(DATA FOR THE TASK)

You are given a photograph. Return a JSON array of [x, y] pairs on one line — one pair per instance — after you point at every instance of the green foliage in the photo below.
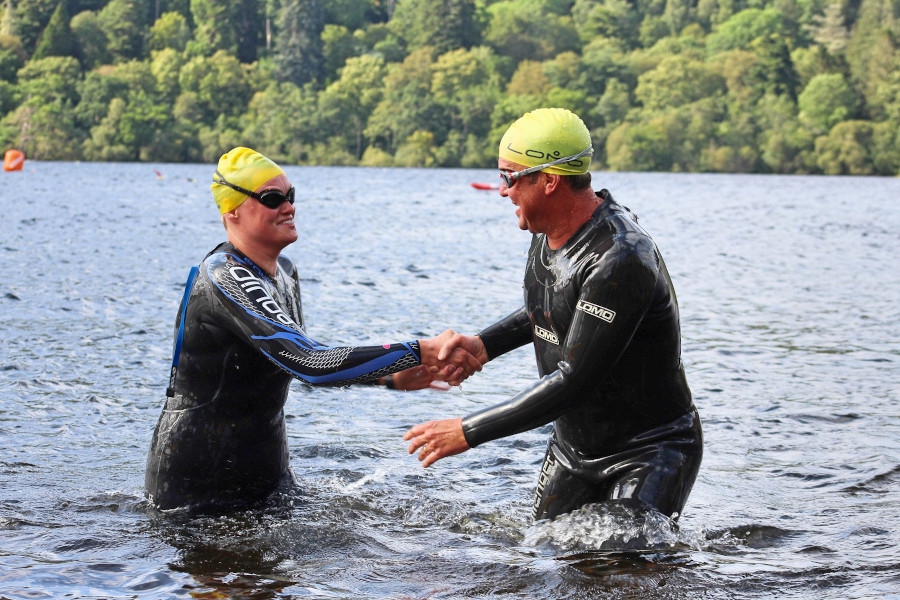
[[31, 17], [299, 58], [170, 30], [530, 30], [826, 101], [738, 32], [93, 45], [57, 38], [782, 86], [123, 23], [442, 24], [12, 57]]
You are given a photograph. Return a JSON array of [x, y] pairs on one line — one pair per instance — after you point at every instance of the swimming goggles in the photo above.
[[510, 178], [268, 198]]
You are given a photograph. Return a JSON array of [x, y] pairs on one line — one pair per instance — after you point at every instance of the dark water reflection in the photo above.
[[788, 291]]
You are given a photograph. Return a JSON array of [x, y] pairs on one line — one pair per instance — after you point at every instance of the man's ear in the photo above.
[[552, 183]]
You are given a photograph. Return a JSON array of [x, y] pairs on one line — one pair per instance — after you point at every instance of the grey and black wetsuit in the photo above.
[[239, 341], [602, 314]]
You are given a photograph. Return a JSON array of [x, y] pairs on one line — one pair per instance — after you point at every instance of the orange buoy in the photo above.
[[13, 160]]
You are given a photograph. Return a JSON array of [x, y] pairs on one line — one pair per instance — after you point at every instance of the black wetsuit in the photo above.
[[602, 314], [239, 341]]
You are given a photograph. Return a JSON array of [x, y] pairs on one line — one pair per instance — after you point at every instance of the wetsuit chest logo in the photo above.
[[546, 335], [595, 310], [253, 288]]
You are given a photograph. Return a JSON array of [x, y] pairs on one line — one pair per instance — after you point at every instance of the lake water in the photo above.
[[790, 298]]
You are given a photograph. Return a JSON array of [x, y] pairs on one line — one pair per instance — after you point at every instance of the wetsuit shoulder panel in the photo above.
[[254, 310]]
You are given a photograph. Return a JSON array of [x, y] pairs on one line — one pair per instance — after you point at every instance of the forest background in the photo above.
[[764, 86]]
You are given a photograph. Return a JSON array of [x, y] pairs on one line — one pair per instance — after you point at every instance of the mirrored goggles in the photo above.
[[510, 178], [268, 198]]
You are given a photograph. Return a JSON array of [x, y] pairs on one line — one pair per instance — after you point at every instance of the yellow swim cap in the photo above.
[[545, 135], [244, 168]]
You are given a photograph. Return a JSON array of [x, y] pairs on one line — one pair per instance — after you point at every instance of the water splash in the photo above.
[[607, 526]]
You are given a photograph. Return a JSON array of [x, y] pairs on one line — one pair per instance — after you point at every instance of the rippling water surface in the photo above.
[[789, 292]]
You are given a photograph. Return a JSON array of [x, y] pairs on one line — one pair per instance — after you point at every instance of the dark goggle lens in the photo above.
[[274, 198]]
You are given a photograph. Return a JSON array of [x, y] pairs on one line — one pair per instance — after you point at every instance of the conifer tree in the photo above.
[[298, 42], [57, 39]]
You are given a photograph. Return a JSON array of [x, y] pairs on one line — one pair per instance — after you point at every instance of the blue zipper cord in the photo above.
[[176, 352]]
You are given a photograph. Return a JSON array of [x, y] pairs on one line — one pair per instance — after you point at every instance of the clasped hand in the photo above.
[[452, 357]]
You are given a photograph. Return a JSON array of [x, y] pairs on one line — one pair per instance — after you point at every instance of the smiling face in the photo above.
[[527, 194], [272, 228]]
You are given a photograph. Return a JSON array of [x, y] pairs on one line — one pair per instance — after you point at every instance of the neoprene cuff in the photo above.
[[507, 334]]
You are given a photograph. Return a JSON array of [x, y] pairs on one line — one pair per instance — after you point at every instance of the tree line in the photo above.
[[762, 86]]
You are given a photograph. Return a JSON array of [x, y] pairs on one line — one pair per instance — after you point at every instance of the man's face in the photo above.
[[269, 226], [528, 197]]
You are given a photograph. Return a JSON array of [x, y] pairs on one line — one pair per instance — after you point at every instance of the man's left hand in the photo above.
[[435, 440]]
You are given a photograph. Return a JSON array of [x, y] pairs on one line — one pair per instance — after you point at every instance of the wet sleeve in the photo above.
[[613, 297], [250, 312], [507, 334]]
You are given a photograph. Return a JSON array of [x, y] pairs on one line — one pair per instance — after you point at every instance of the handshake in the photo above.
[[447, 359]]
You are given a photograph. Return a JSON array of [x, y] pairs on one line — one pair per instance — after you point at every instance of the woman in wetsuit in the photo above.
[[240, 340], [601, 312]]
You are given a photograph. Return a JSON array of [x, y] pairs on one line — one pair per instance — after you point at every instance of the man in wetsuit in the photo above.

(WHAT TO DO) Only the lines from the one with "sleeve in the photo above." through the last line above should be restated, word for word.

(RESULT OF THIS TASK)
You are given a photograph. Return a JSON array of [x, y] pairs on one line — one pair per instance — after you point at every instance of the wet sleeve in the photo above.
[[613, 297], [250, 312], [507, 334]]
You are given a photograph. Return a JSON array of [x, y] pairs on one line — one pair per instance — after you point at every instance of the handshake in the photo above.
[[447, 359]]
You are given a photograph. Return a JSON array of [x, y] pairs on one line — one pair per instance — after you point at every instance of the woman in wetsuit in the photo above.
[[240, 340], [601, 312]]
You are given a photograph. Return a JSON array of [x, y] pairs on one line — one pair per instance — after you point at every instance of the man in wetsuit in the photo above.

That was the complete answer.